▸ Records supplied:
-- -- --

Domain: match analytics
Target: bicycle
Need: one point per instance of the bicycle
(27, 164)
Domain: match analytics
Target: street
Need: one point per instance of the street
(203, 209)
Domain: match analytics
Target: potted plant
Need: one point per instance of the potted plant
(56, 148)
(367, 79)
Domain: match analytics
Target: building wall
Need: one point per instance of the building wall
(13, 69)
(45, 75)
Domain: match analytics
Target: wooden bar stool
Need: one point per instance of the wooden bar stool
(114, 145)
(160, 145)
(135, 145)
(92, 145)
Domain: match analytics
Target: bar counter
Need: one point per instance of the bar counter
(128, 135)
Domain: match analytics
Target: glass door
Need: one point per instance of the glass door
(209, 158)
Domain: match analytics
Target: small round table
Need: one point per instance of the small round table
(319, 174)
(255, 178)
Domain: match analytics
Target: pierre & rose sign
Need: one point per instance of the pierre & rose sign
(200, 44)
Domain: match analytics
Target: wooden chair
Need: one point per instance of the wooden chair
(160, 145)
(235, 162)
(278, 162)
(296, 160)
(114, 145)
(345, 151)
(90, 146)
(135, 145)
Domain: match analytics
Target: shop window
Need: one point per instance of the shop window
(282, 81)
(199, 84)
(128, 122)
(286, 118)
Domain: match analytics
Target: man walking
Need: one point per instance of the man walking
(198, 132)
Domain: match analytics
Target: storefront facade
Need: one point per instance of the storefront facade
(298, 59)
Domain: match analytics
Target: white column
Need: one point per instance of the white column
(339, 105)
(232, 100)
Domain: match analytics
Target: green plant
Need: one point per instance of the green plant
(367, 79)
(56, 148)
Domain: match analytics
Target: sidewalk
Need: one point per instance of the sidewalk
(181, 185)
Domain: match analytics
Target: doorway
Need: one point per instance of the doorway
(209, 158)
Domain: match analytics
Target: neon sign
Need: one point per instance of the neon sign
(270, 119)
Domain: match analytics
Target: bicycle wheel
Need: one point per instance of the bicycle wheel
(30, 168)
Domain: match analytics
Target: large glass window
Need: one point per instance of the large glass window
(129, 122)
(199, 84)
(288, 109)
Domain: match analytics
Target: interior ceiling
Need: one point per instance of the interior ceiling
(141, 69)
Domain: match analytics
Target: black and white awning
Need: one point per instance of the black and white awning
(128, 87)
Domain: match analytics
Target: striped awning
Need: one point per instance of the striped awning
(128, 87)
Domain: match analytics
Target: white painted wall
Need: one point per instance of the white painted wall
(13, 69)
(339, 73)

-- -- --

In this exercise, repeat the entries above verbatim.

Domain: match analytics
Target: bicycle
Need: one point per instance of the bicycle
(27, 164)
Domain: match analytics
Target: street
Need: one point per instance of the street
(203, 209)
Domain: match analytics
Target: potted plant
Need: one point per instance of the potted plant
(56, 148)
(367, 79)
Domain: match analytics
Target: building wall
Need: one point per instance of the building wall
(13, 69)
(45, 75)
Domain: match analytics
Target: wooden bar stool
Need: one point per instance of the wooden bar stool
(114, 145)
(160, 145)
(135, 145)
(92, 145)
Domain: match analytics
Target: bar counter
Need: one point per instance of the bar counter
(128, 135)
Domain: match analytics
Target: glass door
Need: one point per instance of the glass door
(209, 158)
Domain: match analytics
Target: small round table
Need: one point per instance of the small round table
(319, 174)
(255, 178)
Domain: match analytics
Target: pierre & rose sign
Need: one point per instance of the pierre & rose sign
(200, 44)
Domain: match analytics
Target: wooden chair
Need: one point per instance of the wooden chair
(160, 145)
(235, 162)
(278, 162)
(296, 160)
(114, 145)
(345, 151)
(90, 146)
(135, 145)
Domain: match analytics
Target: shop window
Need: one point per instance of the shop window
(282, 81)
(199, 84)
(128, 122)
(286, 118)
Domain: match analytics
Target: man walking
Need: one point per instance of the man walking
(198, 132)
Domain: match analytics
Target: storefront facade
Need: one point per instance of the storefront facade
(298, 59)
Domain: match analytics
Target: white column
Need: one point per instance of the white column
(339, 105)
(232, 100)
Domain: match analytics
Target: green plant
Need: one point per instance of the green plant
(367, 79)
(56, 148)
Domain: match analytics
Target: sidewalk
Need: one point per instance of the sidewalk
(181, 185)
Domain: match analytics
Target: doorway
Need: one point per instance of the doorway
(209, 158)
Domain: match analytics
Target: neon sign
Need: one point per instance of the neon sign
(270, 119)
Domain: match analytics
Target: bicycle wheel
Need: one point per instance of the bicycle wheel
(30, 168)
Domain: match analytics
Target: large glass window
Need: one point per instance of the large glass window
(129, 122)
(199, 84)
(288, 109)
Domain: match analytics
Target: interior ceiling
Need: one point per instance of the interior ceiling
(141, 69)
Domain: match analytics
Target: black and white awning
Need: one point per instance of the black and white awning
(128, 87)
Domain: match analytics
Target: striped awning
Need: one point per instance of the striped awning
(128, 87)
Domain: match analytics
Target: white painted wall
Need: one point per instance of the white painted wall
(13, 69)
(339, 73)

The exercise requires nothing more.